───── EXTRACT TO READ

Trump has declared as one of his accomplishments the defeat of the Islamic State (ISIS) which has lost much territory in Iraq and Syria. There is little doubt that the program followed by Trump had been in effect prior to his time taking office. How he changed or fine tuned it is not clear.

It is reported that in early December he said at a cabinet meeting : “I want to thank General Mattis for doing such a great job with respect to ISIS. He’s knocked the hell out of them. Of course, I’ve made it possible with what I’ve let you do.” He’s made the claim on earlier dates.

The major fights against ISIS were in Iraq at Mosul and in Syria at its de facto headquarters  Raqqa. The United States in both of these fights provided air support and back up ground advice and assistance. It was not the United States troops who did the ground fighting. In Mosul it was the Iraqi and Kurdish forces; in Raqqa it was the Kurdish forces as is told about here.  These Kurdish forces armed by us have proved a formidable ally in the defeat of ISIS to this date.

Earlier this month Secretary Tillerson committed the Unites States forces to a long term stay in northeast Syria. He told how the United States is planning to train “a 30,000-strong border force to protect the Kurdish-controlled area of northeastern Syria. ”  Included in the area where this force is to operated to prevent ISIS forces from infiltrating back into Syria is Afrin. The Syrian forces were driven out of Afrin and control of that area fell into the hands of a Kurdish force known as the YPG.

──────────
───── RECORD LIST

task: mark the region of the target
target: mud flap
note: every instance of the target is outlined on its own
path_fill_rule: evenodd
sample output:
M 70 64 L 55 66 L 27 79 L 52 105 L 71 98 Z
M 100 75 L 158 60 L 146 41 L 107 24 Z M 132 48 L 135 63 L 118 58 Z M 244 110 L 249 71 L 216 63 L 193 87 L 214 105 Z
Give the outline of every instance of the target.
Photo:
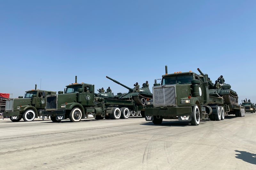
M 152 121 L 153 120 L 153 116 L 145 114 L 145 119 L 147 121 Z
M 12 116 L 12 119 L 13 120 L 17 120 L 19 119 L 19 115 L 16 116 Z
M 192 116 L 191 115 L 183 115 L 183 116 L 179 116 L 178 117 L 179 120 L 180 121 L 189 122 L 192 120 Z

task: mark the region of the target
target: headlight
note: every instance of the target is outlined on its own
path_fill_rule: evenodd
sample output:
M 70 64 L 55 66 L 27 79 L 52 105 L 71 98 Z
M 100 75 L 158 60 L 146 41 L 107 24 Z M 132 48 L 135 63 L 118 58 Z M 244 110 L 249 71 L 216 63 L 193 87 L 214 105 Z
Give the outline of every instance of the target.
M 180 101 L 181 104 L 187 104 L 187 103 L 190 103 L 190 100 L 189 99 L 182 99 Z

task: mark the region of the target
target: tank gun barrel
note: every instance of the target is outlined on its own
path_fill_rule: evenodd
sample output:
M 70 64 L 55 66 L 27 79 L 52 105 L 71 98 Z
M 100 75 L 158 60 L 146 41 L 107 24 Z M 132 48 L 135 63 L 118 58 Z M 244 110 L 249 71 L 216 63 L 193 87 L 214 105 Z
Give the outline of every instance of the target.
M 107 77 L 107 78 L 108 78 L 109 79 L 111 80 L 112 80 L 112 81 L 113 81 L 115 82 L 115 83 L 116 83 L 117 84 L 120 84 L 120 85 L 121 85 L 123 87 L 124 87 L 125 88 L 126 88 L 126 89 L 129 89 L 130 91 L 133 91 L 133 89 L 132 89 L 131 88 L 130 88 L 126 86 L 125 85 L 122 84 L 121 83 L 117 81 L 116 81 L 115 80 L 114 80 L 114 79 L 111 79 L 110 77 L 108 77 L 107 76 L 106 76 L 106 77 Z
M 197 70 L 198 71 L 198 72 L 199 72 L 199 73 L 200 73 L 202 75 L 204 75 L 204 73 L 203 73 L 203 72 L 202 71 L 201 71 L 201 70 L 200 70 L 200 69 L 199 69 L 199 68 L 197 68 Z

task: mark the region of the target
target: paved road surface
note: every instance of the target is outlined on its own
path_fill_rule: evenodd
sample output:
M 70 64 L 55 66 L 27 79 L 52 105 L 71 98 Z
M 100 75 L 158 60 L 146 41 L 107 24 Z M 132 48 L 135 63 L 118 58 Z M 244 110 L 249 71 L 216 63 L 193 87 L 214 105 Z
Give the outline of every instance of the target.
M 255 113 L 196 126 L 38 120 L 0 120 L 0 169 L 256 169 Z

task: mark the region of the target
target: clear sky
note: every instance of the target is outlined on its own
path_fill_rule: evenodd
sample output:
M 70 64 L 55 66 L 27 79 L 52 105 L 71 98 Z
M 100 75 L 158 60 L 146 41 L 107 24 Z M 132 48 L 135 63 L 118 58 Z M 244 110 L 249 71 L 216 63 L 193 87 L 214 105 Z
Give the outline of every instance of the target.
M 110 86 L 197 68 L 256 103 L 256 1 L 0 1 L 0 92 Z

──────────
───── RECORD LIST

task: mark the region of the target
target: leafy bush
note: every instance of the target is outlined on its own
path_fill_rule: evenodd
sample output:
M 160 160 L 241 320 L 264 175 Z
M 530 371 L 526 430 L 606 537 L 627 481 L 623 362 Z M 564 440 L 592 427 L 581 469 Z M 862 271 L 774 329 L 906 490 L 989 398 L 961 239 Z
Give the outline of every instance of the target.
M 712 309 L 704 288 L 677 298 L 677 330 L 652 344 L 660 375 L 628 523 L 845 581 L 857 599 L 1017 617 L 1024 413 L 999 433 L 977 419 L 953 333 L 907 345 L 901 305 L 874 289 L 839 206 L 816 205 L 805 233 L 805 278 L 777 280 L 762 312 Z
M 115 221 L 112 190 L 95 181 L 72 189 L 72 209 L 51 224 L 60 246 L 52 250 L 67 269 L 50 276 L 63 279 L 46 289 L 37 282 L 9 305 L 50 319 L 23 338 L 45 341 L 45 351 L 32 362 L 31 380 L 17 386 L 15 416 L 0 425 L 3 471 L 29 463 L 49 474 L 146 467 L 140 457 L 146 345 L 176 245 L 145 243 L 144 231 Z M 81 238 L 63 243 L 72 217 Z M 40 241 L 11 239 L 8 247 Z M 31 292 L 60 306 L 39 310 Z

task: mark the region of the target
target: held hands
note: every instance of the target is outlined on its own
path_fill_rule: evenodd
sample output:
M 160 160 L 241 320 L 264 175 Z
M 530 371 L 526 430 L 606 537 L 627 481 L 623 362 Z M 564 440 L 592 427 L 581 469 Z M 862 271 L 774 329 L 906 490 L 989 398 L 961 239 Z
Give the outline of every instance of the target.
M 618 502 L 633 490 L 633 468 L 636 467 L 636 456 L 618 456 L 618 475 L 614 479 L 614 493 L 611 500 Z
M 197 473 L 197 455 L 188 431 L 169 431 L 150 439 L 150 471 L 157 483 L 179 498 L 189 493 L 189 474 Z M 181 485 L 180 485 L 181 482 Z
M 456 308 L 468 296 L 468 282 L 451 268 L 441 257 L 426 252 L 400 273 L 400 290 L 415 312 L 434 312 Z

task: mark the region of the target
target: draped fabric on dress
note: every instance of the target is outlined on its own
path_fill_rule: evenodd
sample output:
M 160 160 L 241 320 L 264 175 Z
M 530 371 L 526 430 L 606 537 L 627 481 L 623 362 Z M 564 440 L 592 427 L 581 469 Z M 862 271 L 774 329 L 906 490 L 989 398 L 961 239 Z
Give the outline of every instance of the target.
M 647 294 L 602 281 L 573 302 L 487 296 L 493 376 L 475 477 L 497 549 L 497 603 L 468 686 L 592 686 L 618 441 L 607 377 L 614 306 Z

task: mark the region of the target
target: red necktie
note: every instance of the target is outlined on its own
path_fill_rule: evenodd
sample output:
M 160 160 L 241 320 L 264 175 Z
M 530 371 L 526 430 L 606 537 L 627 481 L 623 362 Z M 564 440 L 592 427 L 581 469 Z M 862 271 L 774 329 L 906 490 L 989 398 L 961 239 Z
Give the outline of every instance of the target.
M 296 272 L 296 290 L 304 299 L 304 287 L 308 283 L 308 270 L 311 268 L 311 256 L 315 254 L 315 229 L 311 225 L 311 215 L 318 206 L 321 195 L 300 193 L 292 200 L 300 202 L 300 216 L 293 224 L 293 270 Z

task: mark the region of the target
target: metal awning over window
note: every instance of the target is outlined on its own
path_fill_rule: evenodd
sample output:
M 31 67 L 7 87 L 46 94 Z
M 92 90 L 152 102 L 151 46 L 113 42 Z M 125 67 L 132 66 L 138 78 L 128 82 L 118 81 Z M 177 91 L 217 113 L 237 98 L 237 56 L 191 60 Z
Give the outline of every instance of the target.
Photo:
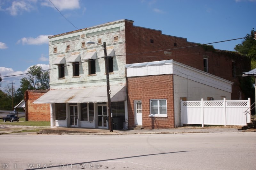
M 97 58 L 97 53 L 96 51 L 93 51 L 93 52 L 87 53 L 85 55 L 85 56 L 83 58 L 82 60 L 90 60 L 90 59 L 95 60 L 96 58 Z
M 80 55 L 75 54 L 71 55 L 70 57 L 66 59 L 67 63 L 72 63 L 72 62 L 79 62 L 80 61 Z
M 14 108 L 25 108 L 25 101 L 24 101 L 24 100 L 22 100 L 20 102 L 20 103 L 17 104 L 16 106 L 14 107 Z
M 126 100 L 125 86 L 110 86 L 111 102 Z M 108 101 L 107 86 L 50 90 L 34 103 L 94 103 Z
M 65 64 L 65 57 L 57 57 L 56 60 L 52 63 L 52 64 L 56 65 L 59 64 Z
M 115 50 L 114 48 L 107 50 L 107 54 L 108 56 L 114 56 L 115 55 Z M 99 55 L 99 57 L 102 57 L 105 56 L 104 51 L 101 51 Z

──────────

PROBLEM STATEMENT :: Summarize the piece on the campaign against ISIS in three sentences.

EXERCISE SOLUTION :: Trump has claimed the defeat of ISIS as one of his accomplishments, though the program behind it was in effect before he took office, and how he changed it is not clear. The major fights were at Mosul in Iraq and Raqqa in Syria, where the United States provided air support and ground advice while Iraqi and Kurdish forces did the ground fighting. Secretary Tillerson has committed United States forces to a long-term stay in northeast Syria, with plans to train a 30,000-strong border force to protect the Kurdish-controlled area, which includes Afrin.